**Requirement:**
Retype the Mourvèdre wine page below word for word, from its first line to its last.

**Text provided:**

++++++++

Wine & Ratings

Mourvèdre

About Mourvèdre

Mourvèdre is a red variety known for the rich and meaty wines that it is a key component of, particularly those from the South of France, including the Rhône and Provence regions, and the Jumilla region of Spain. Wines are sometimes single-varietal, but Mourvèdre is also an elemental component of some fine blended wines, like Bandol, which is a blend of this grape, Grenache, Cinsault, Carignan and Syrah.

Mourvèdre’s small, thick-skinned berries are nearly black in the vineyard, ripening late and reaching high sugar levels under the right conditions. Wines can be, as a result, high in alcohol. Vines are hearty, with many leaves, offering good shade and, for experienced winemakers, the opportunity to define the grape’s outcome through mindful pruning.

This particular variety benefits tremendously from different types of vine training. Despite its late ripening, Mourvèdre has a short window for picking. Acidity declines rapidly after the grape has hit its peak ripeness, so it requires a watchful eye in the vineyard. Vines also require good irrigation and dry, warm weather, since the grape is susceptible to powdery mildew. Winemaking standards and practices leave a strong mark on the wines made from this grape.

Mourvèdre offers a meaty, char-like quality, making it a good complement to grilled meats and other substantial fare. It is a notoriously earth-driven grape, with secondary notes so strong they often overpower the fruit, which tends to be dark and red in character. Cherries, blueberries, blackberries, and currants abound, but so do stewed fruits, like prunes.

The wines made from Mourvèdre tend to show moderate to high tannic structure, and selections from good vintages are suitable for mid- to long-term aging.

Spain

Mourvèdre is believed to have originated in Spain, where it is widely known as Monastrell or Mataro. It is still among the most widely planted reds, although that is steadily changing. Spanish law requires that Mourvèdre is one of the primary varieties in the wines of Alicante, Almansa, Jumilla, Valencia and Yecla. Spanish Mourvèdre produces distinct, beefy and muscular wines, many of which see ample oak.

++++++++

**Entries shown:**
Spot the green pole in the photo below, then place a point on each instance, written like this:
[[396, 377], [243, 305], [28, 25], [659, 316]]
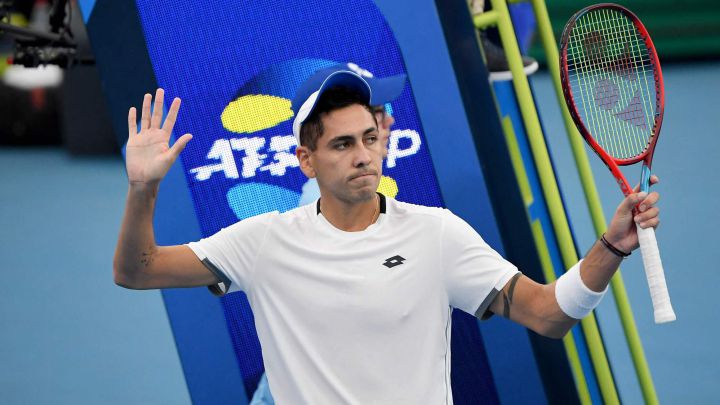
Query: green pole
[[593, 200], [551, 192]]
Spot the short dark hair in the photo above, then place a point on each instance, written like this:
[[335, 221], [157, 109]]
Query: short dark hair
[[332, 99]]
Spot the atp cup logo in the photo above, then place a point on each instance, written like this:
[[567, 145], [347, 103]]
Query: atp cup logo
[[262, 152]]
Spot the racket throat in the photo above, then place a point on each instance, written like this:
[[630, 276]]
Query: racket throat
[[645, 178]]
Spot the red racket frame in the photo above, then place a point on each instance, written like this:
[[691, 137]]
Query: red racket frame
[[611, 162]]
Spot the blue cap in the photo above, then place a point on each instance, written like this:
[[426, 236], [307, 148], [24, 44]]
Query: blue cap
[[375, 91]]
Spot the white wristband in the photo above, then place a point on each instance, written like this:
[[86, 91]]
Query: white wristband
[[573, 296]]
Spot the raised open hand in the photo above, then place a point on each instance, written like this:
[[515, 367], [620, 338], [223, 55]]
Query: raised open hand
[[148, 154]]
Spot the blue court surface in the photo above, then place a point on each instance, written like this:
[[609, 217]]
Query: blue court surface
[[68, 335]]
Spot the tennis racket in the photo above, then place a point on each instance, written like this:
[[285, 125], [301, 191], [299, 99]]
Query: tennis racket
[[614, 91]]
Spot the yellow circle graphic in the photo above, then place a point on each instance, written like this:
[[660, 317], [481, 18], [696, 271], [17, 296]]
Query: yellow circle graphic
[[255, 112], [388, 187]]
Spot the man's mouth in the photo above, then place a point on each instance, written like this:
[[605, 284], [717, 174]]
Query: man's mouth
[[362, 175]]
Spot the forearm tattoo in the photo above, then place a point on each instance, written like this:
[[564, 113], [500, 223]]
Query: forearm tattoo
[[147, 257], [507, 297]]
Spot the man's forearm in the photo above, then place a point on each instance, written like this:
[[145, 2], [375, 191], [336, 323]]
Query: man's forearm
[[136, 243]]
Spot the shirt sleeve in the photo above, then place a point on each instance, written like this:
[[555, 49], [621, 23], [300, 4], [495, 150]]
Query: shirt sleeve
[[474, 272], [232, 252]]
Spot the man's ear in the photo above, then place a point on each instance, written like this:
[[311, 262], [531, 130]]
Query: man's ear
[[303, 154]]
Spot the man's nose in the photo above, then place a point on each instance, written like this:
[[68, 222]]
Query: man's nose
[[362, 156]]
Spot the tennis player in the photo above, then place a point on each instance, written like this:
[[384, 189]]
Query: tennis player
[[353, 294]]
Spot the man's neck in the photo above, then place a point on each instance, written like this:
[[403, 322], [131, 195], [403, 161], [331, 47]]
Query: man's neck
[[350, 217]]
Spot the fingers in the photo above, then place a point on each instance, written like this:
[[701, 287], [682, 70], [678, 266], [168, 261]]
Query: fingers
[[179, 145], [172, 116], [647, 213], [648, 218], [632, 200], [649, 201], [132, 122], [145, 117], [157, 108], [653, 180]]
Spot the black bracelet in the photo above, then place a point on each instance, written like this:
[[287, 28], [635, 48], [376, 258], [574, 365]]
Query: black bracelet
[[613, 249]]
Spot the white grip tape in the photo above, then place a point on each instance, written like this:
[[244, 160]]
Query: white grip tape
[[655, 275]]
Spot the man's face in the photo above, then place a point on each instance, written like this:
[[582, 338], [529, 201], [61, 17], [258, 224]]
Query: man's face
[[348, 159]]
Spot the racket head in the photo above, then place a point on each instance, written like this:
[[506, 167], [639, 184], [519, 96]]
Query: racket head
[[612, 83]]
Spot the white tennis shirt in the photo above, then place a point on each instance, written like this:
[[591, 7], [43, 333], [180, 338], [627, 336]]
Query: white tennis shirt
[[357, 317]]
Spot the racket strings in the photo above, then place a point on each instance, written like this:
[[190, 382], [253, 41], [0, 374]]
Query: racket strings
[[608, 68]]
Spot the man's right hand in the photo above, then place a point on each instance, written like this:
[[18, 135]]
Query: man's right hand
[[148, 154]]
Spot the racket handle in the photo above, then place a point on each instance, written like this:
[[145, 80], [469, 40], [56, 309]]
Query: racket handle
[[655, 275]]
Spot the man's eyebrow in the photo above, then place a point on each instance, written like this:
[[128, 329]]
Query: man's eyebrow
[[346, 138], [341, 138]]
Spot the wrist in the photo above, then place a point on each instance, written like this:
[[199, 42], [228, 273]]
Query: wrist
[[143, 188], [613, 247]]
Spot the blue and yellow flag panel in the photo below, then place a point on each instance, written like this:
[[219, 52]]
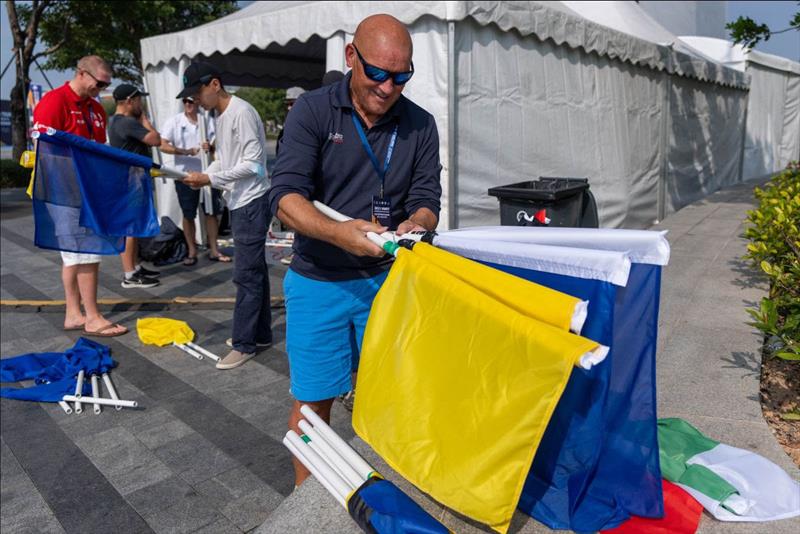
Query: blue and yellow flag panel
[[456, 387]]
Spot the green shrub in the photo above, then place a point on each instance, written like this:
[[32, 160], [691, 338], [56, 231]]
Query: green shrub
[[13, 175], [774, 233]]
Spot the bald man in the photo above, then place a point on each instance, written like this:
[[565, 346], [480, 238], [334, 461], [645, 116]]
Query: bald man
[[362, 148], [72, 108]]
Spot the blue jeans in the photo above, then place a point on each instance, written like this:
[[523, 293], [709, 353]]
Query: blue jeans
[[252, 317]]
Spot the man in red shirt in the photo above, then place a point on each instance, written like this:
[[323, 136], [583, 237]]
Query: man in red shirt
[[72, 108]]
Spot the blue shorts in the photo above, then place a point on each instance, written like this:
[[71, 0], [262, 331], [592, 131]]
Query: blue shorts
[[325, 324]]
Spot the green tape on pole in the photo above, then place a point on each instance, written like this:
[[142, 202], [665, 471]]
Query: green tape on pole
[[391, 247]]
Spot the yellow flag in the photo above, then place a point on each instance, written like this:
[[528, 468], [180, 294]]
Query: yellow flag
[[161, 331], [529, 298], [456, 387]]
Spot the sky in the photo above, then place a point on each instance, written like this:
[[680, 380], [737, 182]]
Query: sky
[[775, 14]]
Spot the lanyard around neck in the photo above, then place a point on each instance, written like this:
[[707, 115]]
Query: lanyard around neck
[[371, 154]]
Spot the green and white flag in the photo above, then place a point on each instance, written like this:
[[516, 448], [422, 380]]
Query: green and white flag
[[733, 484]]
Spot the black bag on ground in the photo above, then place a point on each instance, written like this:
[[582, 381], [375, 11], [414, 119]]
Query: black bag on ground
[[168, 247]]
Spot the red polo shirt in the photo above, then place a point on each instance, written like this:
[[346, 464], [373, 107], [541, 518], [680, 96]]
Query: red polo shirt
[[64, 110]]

++++++++

**Expected answer:**
Wine & Ratings

Mourvèdre

About Mourvèdre

Mourvèdre is a red variety known for the rich and meaty wines that it is a key component of, particularly those from the South of France, including the Rhône and Provence regions, and the Jumilla region of Spain. Wines are sometimes single-varietal, but Mourvèdre is also an elemental component of some fine blended wines, like Bandol, which is a blend of this grape, Grenache, Cinsault, Carignan and Syrah.

Mourvèdre’s small, thick-skinned berries are nearly black in the vineyard, ripening late and reaching high sugar levels under the right conditions. Wines can be, as a result, high in alcohol. Vines are hearty, with many leaves, offering good shade and, for experienced winemakers, the opportunity to define the grape’s outcome through mindful pruning.

This particular variety benefits tremendously from different types of vine training. Despite its late ripening, Mourvèdre has a short window for picking. Acidity declines rapidly after the grape has hit its peak ripeness, so it requires a watchful eye in the vineyard. Vines also require good irrigation and dry, warm weather, since the grape is susceptible to powdery mildew. Winemaking standards and practices leave a strong mark on the wines made from this grape.

Mourvèdre offers a meaty, char-like quality, making it a good complement to grilled meats and other substantial fare. It is a notoriously earth-driven grape, with secondary notes so strong they often overpower the fruit, which tends to be dark and red in character. Cherries, blueberries, blackberries, and currants abound, but so do stewed fruits, like prunes.

The wines made from Mourvèdre tend to show moderate to high tannic structure, and selections from good vintages are suitable for mid- to long-term aging.

Spain

Mourvèdre is believed to have originated in Spain, where it is widely known as Monastrell or Mataro. It is still among the most widely planted reds, although that is steadily changing. Spanish law requires that Mourvèdre is one of the primary varieties in the wines of Alicante, Almansa, Jumilla, Valencia and Yecla. Spanish Mourvèdre produces distinct, beefy and muscular wines, many of which see ample oak.